*Polecenie A*.
Odpowiedz na podstawie tekstu o projektowaniu i budownictwie w Polsce po wejściu do Unii:
(i) Na jakich normach wzorowane były polskie prawo budowlane i warunki techniczne budownictwa?
(ii) Czego jeszcze wymaga możliwość projektowania przez architektów z Polski na Zachodzie i przez architektów z Zachodu w Polsce?
(iii) O jaki tytuł toczył się konkurs wymieniony w ostatnim zdaniu tekstu?
*Polecenie B*.
Dopisz dalszy ciąg tekstu o projektowaniu i budownictwie w Polsce po wejściu do Unii.

Czy po wejściu do Unii sytuacja projektantów uległa zmianie, czy pojawiły się jakieś ograniczenia lub nowe normy, do których należy się stosować?

Raczej są to nieliczne, bardzo specjalistyczne, jednostkowe przypadki. Nasze prawo budowlane i warunki techniczne budownictwa zawsze były w mniejszym lub większym stopniu wzorowane na normach niemieckich, więc nigdy nie musiały być zdecydowanie rewidowane, i pod tym względem niewiele się zmieniło. Normy polskie były dostosowywane do norm unijnych w czasie całego okresu przedakcesyjnego. Następowało to sukcesywnie, w sposób ewolucyjny.
Natomiast nowością jest to, że architekci z Polski będą mogli – na razie teoretycznie – projektować na Zachodzie, i na odwrót: architekci z Zachodu będą mogli – na razie również teoretycznie – projektować u nas. Wymaga to jeszcze wzajemnych uregulowań pomiędzy Polską Izbą Architektów, a izbami w poszczególnych krajach Unii. Obecnie wielu, szczególnie młodych projektantów z Polski wyjeżdża do pracy za granicę i odnosi tam sukcesy.

Czy Pana zdaniem można powiedzieć, że jesteśmy już w Europie, jeżeli chodzi o standard nowo powstających budynków?

Jeżeli chodzi o standard techniczny, to na pewno tak, ponieważ większość materiałów wykończeniowych, które stosuje się w trakcie realizacji budowy, pochodzi z Unii albo są to materiały produkowane w kraju przez koncerny działające w Unii. Tak na prawdę to możemy porównywać tylko pewien wycinek budownicwa: budownictwo realizowane dla odbiorcy masowego, gdyż takie jest u nas głównie realizowane. Uważam, że standard budynków powstających w Polsce jest porównywalny ze standardem budynków powstających w Unii, a nawet wyższy, gdyż w Polsce nie buduje się mieszkań zdecydowanie tanich – substandartowych. Pod względem architektonicznym, projektowane budynki prezentują dobry, europejski poziom i w niczym nie odbiegają od poziomu budownictwa realizowanego w Unii. W Polsce statystycznie buduje się niewiele mieszkań, a te które powstają, są traktowane jako dobro luksusowe, na które stać jedynie osoby dobrze zarabiające. Krąg potencjalnych nabywców jest więc stosunkowo wąski, ale i bardzo wymagający. Deweloperzy dbają zatem o wysoką jakość realizowanych obiektów – o czym mogłem się przekonać, będąc jurorem w konkursie o tytuł „Krakowskiego Mieszkaniowego Dewelopera Roku”.

Rekordy adnotacji detekcji
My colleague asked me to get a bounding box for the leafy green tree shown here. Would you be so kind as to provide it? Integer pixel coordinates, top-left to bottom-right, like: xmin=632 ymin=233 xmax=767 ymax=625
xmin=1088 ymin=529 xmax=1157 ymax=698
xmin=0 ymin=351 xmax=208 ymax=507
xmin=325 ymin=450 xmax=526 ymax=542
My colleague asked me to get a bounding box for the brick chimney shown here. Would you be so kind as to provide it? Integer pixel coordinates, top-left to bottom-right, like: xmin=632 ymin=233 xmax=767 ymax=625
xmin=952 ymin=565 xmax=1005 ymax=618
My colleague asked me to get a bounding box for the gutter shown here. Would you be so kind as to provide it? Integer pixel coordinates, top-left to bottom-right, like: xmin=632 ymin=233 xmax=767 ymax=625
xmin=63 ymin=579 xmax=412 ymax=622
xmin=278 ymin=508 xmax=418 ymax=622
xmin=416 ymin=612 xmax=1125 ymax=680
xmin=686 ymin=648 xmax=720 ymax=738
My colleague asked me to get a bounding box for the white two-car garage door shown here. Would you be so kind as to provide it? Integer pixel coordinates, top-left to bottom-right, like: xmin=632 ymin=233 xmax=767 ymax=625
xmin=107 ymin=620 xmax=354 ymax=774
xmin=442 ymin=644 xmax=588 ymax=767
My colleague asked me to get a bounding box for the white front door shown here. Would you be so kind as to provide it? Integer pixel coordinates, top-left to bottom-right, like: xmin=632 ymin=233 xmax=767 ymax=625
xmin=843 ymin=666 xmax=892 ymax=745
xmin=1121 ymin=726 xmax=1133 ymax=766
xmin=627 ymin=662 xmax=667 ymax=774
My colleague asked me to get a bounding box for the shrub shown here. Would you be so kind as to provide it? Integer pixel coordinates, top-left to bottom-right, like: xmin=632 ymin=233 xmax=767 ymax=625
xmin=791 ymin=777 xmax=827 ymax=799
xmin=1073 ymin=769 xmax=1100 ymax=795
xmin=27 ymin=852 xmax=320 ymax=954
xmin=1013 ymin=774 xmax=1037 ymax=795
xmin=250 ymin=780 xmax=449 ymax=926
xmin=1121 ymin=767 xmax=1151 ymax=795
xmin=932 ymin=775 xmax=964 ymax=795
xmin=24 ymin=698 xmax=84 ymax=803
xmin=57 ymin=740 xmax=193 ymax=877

*Wynik zadania A*.
(i) Na normach niemieckich.
(ii) Wymaga wzajemnych uregulowań pomiędzy Polską Izbą Architektów a izbami w poszczególnych krajach Unii.
(iii) O tytuł „Krakowskiego Mieszkaniowego Dewelopera Roku”.

*Wynik zadania B*.
Brał Pan udział w listopadowym wyjeździe do Pragi zorganizowanym przez krakowski oddział PSBD, oglądał Pan osiedle zaprojektowane przez Vlado Milunca, czy może się Pan podzielić swoimi wrażeniami na temat tej architektury – czy w jakiś sposób Pana zainspirowała, czy uważa Pan, że ten typ budownictwa mógłby powstać w Krakowie?

Bardzo żałuję, że tak mało czasu przeznaczono na zwiedzenie tego osiedla oraz że nie było możliwości obejrzenia budynków od środka. Nie zobaczyliśmy, jakich materiałów użyto do ich wewnętrznego wykończenia oraz jak zostały rozplanowane mieszkania. Natomiast, jeżeli chodzi o samą architekturę, na pewno jest ona dość nietypowa, operująca ciekawymi detalami w postaci rozbudowanych balkonów, pasów przeszklonych daszków na elewacjach, przedłużonych, przeszklonych okapów. Budynki mają rozbudowane kondygnacje dachowe pełne tarasów, galerii, lukarn. Myślę, że u nas w Krakowie ta architektura byłaby nieco trudna do zaakceptowania, głównie ze względu na szaloną kolorystykę. Natomiast tam, w Pradze, architektura osiedla doskonale kontrastowała z otaczającym ją wielkopłytowym blokowiskiem z lat 80., podobnym do naszej rodzimej Nowej Huty.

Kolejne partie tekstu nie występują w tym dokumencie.